**Aim**:
Pull out every row below that contains the word "metal", and copy each one in full.
● ● ● ● ● ● ●
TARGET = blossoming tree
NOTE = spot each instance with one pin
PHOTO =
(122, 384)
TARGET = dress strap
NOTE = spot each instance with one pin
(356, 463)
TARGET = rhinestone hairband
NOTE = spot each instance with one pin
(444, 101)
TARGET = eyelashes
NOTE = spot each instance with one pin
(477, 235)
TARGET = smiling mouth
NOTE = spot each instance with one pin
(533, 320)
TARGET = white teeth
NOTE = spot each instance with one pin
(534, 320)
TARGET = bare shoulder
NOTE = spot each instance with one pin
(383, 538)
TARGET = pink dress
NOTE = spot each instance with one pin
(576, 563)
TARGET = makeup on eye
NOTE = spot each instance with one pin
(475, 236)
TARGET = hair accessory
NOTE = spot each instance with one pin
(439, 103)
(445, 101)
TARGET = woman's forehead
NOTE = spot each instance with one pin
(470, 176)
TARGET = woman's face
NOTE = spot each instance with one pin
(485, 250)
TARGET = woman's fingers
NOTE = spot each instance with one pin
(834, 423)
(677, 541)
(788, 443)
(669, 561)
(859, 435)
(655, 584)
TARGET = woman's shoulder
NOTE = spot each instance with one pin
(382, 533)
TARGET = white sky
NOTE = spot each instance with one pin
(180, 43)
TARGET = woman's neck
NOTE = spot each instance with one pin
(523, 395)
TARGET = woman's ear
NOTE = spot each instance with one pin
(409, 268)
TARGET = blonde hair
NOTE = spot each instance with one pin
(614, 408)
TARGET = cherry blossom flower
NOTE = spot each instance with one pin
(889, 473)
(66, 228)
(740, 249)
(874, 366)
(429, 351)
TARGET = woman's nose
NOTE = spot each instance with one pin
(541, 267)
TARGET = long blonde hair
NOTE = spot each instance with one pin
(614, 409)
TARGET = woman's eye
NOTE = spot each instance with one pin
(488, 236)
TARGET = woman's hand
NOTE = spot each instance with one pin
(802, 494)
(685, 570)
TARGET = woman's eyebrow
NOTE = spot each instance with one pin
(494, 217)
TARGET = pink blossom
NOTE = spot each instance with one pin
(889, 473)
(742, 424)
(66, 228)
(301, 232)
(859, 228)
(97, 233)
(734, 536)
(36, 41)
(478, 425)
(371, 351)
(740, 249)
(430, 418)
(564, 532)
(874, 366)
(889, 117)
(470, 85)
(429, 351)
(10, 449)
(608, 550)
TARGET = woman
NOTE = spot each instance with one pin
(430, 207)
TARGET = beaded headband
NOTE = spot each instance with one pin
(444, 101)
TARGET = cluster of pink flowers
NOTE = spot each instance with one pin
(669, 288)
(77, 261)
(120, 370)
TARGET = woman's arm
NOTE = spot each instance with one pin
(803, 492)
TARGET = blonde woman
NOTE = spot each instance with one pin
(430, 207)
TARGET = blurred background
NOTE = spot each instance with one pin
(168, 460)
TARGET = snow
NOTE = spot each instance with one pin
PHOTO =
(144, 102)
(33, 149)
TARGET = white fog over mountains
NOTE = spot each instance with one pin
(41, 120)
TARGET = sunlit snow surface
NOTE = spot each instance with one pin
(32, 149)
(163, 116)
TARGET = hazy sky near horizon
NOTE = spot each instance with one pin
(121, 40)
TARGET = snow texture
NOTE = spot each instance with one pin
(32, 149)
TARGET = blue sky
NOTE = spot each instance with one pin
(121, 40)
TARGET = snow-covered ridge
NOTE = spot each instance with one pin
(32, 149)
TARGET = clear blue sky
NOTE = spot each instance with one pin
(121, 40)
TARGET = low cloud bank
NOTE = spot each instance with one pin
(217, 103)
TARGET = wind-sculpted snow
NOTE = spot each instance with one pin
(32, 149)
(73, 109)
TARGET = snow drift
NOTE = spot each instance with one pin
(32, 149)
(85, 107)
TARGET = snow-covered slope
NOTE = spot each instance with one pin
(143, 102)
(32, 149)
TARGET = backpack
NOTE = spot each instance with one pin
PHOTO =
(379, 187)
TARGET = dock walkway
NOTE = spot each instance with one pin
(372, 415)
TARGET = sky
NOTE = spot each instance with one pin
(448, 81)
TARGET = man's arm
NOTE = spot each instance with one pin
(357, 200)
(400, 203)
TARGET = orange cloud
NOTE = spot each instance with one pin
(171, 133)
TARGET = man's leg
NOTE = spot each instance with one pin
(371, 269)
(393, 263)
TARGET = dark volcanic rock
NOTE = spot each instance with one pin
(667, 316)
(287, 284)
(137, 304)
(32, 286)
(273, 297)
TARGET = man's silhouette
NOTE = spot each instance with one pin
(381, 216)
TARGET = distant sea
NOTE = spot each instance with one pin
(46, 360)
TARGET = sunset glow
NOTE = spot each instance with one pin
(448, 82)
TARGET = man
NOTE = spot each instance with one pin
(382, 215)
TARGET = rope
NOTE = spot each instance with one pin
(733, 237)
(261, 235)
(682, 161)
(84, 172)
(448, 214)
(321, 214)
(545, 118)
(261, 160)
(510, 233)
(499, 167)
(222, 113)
● ● ● ● ● ● ●
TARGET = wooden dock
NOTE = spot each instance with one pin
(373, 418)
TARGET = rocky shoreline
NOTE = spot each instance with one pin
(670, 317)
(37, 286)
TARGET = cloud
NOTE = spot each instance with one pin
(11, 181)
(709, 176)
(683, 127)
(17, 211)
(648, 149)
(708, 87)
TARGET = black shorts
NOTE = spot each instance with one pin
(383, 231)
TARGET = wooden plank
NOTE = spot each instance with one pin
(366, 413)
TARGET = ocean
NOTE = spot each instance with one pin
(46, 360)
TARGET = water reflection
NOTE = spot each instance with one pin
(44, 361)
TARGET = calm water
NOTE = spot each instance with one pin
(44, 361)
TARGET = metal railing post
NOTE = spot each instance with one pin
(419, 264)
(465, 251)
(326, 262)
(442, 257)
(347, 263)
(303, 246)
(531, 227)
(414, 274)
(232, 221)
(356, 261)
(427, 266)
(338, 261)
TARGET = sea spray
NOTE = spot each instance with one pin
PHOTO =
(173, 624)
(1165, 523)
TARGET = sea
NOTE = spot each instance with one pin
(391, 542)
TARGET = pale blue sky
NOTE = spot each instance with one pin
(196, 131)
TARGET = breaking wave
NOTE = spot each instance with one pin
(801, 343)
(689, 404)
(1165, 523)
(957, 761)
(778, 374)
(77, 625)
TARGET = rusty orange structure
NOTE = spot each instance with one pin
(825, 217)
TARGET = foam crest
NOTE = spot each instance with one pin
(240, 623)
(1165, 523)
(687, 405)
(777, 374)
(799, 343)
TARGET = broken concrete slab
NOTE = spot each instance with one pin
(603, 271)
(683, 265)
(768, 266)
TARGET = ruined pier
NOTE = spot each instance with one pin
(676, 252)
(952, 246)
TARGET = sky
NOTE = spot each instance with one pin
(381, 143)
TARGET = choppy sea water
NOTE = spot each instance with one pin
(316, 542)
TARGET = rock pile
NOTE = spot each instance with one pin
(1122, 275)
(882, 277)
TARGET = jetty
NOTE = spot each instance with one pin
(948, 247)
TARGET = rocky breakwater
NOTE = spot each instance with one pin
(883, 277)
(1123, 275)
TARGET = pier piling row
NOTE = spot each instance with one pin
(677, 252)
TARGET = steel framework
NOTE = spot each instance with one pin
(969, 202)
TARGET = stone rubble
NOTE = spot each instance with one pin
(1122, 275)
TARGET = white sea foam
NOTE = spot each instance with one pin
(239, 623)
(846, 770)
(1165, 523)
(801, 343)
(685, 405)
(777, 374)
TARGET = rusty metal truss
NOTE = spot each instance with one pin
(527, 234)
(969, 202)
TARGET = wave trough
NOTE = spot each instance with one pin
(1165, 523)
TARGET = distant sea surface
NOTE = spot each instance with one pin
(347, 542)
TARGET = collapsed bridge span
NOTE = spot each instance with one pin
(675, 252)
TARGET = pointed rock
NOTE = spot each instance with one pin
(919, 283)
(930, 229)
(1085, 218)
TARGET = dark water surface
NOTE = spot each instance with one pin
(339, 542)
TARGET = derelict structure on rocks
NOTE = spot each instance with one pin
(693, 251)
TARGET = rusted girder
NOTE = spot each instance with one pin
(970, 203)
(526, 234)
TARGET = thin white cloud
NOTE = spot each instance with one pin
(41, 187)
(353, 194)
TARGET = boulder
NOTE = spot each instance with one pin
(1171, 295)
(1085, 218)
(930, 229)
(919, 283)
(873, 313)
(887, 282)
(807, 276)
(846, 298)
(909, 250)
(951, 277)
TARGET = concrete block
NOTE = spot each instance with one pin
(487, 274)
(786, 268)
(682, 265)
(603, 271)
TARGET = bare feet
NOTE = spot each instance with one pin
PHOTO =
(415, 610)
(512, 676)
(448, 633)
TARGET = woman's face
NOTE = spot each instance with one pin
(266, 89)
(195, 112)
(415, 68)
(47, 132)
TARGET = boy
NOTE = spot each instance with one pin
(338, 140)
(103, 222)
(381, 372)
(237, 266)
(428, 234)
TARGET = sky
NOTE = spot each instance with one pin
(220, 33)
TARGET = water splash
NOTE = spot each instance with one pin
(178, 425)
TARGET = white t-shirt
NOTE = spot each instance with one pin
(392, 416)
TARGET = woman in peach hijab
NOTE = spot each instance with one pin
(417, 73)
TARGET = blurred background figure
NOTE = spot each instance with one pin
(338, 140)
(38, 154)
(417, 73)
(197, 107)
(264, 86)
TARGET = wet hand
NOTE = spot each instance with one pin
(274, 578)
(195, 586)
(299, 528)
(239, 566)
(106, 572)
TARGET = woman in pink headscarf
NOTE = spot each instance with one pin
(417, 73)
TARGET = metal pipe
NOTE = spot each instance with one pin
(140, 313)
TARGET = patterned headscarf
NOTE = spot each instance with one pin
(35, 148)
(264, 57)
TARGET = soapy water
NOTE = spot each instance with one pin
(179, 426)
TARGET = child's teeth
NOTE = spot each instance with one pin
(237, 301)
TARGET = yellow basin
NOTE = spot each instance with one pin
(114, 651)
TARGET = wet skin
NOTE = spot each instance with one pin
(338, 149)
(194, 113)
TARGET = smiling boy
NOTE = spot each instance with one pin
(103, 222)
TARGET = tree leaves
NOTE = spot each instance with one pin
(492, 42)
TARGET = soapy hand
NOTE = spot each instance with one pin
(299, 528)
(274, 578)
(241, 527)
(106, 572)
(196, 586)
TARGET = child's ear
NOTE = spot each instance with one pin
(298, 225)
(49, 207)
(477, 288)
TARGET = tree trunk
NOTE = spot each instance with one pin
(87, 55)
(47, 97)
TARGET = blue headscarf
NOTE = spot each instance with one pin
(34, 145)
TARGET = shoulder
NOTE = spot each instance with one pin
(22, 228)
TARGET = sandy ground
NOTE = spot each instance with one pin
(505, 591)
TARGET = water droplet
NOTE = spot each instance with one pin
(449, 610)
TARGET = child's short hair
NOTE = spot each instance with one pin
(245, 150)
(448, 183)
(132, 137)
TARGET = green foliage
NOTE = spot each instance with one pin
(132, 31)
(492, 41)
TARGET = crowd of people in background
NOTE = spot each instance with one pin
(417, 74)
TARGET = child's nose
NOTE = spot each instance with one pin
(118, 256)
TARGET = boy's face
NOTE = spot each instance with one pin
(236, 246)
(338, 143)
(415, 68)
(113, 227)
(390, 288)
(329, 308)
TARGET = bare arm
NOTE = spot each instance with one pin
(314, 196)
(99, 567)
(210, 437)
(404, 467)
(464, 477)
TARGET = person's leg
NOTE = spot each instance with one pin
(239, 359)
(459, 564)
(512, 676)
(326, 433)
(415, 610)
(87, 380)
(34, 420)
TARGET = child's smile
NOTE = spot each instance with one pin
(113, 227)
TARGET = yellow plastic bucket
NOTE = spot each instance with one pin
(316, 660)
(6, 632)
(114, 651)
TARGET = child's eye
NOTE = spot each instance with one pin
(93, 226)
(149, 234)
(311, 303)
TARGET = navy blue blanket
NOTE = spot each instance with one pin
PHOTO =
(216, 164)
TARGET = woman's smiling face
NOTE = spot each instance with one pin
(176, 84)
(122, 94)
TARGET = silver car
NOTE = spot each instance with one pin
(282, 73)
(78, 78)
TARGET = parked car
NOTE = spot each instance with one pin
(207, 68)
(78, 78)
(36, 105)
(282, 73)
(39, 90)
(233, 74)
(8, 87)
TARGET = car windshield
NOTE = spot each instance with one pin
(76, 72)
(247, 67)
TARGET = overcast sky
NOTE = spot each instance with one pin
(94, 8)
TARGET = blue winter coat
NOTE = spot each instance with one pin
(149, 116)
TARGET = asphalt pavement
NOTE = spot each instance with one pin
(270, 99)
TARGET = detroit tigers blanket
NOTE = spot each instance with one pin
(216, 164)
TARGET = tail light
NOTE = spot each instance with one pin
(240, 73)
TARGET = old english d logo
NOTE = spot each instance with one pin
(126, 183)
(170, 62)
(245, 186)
● ● ● ● ● ● ●
**Right answer**:
TARGET = metal railing post
TARGET = rusty metal truss
TARGET = metal pipe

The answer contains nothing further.